BEGIN
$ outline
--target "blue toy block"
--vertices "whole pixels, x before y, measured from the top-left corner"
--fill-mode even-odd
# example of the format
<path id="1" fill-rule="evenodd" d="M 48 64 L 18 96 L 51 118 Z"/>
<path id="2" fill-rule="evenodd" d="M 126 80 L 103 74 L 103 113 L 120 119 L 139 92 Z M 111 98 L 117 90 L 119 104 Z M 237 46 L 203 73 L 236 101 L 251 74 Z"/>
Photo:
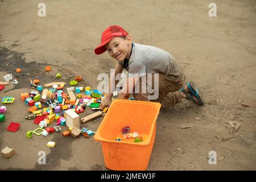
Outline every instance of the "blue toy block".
END
* **AIM**
Rewrite the material, replacing "blue toy block" with "green toy block" wherever it appears and leaving everything else unchanged. Omit the pictures from your answer.

* **RESULT OF THE EXERCISE**
$ outline
--target "green toy block"
--vertices "whole pixels, x before y, measured from the top-left corner"
--fill-mode even-odd
# example of the format
<path id="1" fill-rule="evenodd" d="M 48 64 L 18 96 L 51 118 Z"/>
<path id="2" fill-rule="evenodd" d="M 126 80 L 103 74 L 103 113 L 120 119 L 139 92 Z M 111 98 L 117 90 L 119 104 Z M 237 46 L 203 73 L 236 101 L 251 74 Z"/>
Photo:
Outline every instance of the "green toy block".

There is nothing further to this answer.